→ **Try it**:
The whole listing below needs to be duplicated exactly, pictures aside.

→ **Data excerpts**:
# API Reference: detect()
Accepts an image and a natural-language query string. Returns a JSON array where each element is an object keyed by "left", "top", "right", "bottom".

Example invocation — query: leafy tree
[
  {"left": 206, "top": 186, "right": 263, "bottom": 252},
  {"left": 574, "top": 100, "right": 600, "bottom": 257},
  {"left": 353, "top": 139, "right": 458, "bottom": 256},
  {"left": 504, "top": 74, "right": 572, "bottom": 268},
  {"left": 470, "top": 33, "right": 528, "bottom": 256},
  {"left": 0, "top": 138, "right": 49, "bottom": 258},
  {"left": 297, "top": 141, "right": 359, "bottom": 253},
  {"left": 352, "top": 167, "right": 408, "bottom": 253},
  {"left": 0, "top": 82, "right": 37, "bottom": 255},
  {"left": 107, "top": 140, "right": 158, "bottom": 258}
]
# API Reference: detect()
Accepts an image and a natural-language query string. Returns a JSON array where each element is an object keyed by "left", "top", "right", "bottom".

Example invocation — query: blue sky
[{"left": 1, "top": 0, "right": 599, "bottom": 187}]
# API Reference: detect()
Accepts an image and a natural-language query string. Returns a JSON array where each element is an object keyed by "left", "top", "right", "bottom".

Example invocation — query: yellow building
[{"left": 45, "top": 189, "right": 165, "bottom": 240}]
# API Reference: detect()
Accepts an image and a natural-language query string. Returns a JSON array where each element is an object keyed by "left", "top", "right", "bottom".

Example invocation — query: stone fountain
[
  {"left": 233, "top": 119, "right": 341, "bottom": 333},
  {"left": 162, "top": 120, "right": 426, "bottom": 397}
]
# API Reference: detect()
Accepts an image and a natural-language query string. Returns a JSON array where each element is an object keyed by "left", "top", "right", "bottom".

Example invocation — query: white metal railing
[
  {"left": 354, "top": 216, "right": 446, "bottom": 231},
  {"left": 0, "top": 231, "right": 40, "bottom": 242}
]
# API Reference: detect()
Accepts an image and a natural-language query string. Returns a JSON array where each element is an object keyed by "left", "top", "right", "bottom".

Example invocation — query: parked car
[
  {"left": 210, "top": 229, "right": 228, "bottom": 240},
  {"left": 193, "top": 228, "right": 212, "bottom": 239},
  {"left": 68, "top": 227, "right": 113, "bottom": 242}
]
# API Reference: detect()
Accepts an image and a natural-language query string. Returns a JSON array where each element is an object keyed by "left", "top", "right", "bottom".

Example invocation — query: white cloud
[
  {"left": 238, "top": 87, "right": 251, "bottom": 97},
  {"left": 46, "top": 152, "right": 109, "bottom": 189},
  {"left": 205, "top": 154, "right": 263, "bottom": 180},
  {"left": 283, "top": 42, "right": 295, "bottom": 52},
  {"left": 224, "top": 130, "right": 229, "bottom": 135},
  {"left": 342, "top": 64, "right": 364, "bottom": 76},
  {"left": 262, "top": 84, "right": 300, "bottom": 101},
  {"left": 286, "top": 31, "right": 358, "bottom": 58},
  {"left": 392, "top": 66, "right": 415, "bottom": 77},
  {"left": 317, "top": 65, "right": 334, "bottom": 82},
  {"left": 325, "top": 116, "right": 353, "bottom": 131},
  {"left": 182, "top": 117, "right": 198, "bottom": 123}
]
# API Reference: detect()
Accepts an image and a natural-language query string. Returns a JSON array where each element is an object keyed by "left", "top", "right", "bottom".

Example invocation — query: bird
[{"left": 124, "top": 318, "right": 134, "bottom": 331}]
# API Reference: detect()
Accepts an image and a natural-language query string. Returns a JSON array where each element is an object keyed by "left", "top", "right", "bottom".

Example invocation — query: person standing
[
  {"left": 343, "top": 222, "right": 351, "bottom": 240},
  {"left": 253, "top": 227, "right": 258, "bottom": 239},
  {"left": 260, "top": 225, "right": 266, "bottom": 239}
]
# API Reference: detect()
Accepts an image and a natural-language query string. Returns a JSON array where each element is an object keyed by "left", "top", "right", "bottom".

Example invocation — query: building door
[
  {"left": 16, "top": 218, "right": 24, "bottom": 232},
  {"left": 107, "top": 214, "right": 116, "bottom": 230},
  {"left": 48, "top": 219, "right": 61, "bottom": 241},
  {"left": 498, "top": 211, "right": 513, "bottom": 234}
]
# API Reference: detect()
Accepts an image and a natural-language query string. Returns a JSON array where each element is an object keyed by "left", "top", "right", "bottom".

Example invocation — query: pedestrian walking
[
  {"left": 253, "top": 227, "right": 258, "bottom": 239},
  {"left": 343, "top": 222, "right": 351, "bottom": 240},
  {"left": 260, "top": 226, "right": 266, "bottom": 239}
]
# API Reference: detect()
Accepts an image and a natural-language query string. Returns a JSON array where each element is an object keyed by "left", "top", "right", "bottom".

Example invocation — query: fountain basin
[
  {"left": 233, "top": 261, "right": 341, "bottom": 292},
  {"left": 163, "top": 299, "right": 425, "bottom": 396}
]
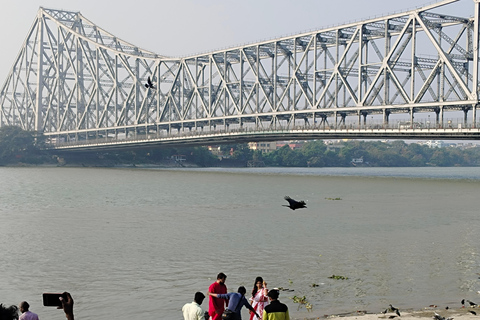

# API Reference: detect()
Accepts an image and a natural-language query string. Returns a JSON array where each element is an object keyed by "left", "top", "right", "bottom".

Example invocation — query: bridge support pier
[
  {"left": 319, "top": 115, "right": 328, "bottom": 128},
  {"left": 361, "top": 112, "right": 368, "bottom": 128},
  {"left": 383, "top": 109, "right": 390, "bottom": 127},
  {"left": 435, "top": 107, "right": 444, "bottom": 128},
  {"left": 473, "top": 104, "right": 478, "bottom": 128},
  {"left": 339, "top": 113, "right": 346, "bottom": 128}
]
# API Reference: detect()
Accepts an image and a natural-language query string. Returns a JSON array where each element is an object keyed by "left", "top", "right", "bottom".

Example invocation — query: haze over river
[{"left": 1, "top": 167, "right": 479, "bottom": 319}]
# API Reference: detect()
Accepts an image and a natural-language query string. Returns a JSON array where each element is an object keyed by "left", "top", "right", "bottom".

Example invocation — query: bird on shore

→ **Response area**:
# API Reference: detect()
Accepts an image and a natural-language query string. Returns a JSON array where each element is an object keyed by "left", "top", "right", "bottom".

Example invocation — query: leafy tree
[
  {"left": 206, "top": 186, "right": 263, "bottom": 252},
  {"left": 574, "top": 100, "right": 600, "bottom": 257},
  {"left": 353, "top": 139, "right": 458, "bottom": 256},
  {"left": 504, "top": 74, "right": 572, "bottom": 268},
  {"left": 470, "top": 33, "right": 528, "bottom": 256},
  {"left": 0, "top": 138, "right": 49, "bottom": 258},
  {"left": 297, "top": 141, "right": 359, "bottom": 253},
  {"left": 352, "top": 167, "right": 408, "bottom": 253},
  {"left": 0, "top": 82, "right": 37, "bottom": 255},
  {"left": 107, "top": 140, "right": 158, "bottom": 258}
]
# API Reference: detect()
Accepts an image and a natural-language query string. Returns a JSON array where each element is an object keyed by "left", "top", "right", "bottom".

Example invocation — query: blue sky
[{"left": 1, "top": 0, "right": 599, "bottom": 187}]
# API Reference: detect()
Accepts an image and a natural-language query string. Returns a JSON array where each element is an object keyed by "left", "top", "right", "bottom".

Example invocation — query: yellow building
[{"left": 45, "top": 189, "right": 165, "bottom": 240}]
# API Reference: detect()
Accepts an image and a natural-language query string. Returns a JSON array where each element is an object keyed by "left", "top", "right", "bottom".

Example invocation — query: stone fountain
[
  {"left": 233, "top": 119, "right": 341, "bottom": 333},
  {"left": 162, "top": 120, "right": 426, "bottom": 397}
]
# API Reference: detect()
Accepts an image and a natural-language query string. Returns a JSON array where each element is an object keyed by "left", "top", "right", "bottom".

Example invocation — query: white metal railing
[
  {"left": 354, "top": 216, "right": 446, "bottom": 231},
  {"left": 0, "top": 231, "right": 40, "bottom": 242}
]
# API Reference: detect()
Accepts an image and a natural-language query string. Returns a JSON array where each element is an object keyed by "left", "top", "right", "bottom".

Example invocation — query: parked car
[
  {"left": 210, "top": 229, "right": 228, "bottom": 240},
  {"left": 193, "top": 228, "right": 212, "bottom": 239},
  {"left": 68, "top": 227, "right": 113, "bottom": 242}
]
# API Reference: detect()
Accepts an image and a natural-language query string. Returns a JSON array where each element is an object keyed by "left", "top", "right", "bottom".

Example invocation — query: white cloud
[
  {"left": 238, "top": 87, "right": 251, "bottom": 97},
  {"left": 46, "top": 152, "right": 109, "bottom": 189},
  {"left": 205, "top": 154, "right": 263, "bottom": 180},
  {"left": 283, "top": 42, "right": 295, "bottom": 52},
  {"left": 224, "top": 130, "right": 229, "bottom": 135},
  {"left": 342, "top": 64, "right": 364, "bottom": 76},
  {"left": 262, "top": 84, "right": 300, "bottom": 101},
  {"left": 286, "top": 31, "right": 358, "bottom": 58},
  {"left": 392, "top": 66, "right": 415, "bottom": 77},
  {"left": 317, "top": 65, "right": 334, "bottom": 82},
  {"left": 325, "top": 116, "right": 353, "bottom": 131},
  {"left": 182, "top": 117, "right": 198, "bottom": 123}
]
# API Reference: detect()
Accepts an image and a natural-language query string. Returns a JSON array where each element is an object keyed by "left", "top", "right", "bottom".

Example invocation — query: bird
[{"left": 124, "top": 318, "right": 134, "bottom": 331}]
# API Reference: detect()
Accepts an image and a natural-language query string. Returns a JSON array where each element is an object keyed by "left", "top", "right", "bottom".

Example invocation — query: person standing
[
  {"left": 343, "top": 222, "right": 351, "bottom": 240},
  {"left": 253, "top": 227, "right": 258, "bottom": 239},
  {"left": 260, "top": 225, "right": 266, "bottom": 239}
]
# API Reference: detect()
Accepts an image and a natural-language query string. Returns a JSON array where each element is an object keyed by "left", "top", "right", "bottom".

Example invocation — query: building door
[
  {"left": 16, "top": 218, "right": 24, "bottom": 232},
  {"left": 107, "top": 214, "right": 116, "bottom": 230},
  {"left": 48, "top": 219, "right": 61, "bottom": 241},
  {"left": 498, "top": 211, "right": 513, "bottom": 234}
]
# API Reference: detect()
Accepts an image and a natural-language query string. Returns a JSON array where each element is an object keyed by "left", "top", "right", "bottom".

Example invocation — query: pedestrian walking
[
  {"left": 253, "top": 227, "right": 258, "bottom": 239},
  {"left": 343, "top": 222, "right": 351, "bottom": 240},
  {"left": 260, "top": 226, "right": 266, "bottom": 239}
]
# API Reference: detect()
Accepts an image and a natural-language query string. Returns a JSON array where each element is an object keyed by "left", "top", "right", "bottom".

Example invocation — query: fountain basin
[
  {"left": 233, "top": 261, "right": 341, "bottom": 292},
  {"left": 163, "top": 299, "right": 425, "bottom": 396}
]

# API Reference: detect()
Accepts an image and a natural-language query string. Returns a JSON array where each element is an object keyed by "left", "top", "right", "bottom".

Example invocation — query: bridge support pier
[
  {"left": 319, "top": 115, "right": 328, "bottom": 128},
  {"left": 361, "top": 112, "right": 368, "bottom": 128},
  {"left": 383, "top": 109, "right": 390, "bottom": 127},
  {"left": 435, "top": 107, "right": 444, "bottom": 128},
  {"left": 473, "top": 104, "right": 478, "bottom": 128},
  {"left": 339, "top": 113, "right": 346, "bottom": 128}
]
# API Reference: detect()
Accepts an image and a natural-language query string. Returns a JSON array where each element is an object keyed by "left", "top", "right", "bottom".

Example invocation — query: haze over river
[{"left": 1, "top": 167, "right": 479, "bottom": 319}]
# API Reference: detect()
Accepts an image and a natural-language query string. Returns a JSON array where each element is an object keyed by "left", "top", "right", "bottom".

Example invocation — query: bird on shore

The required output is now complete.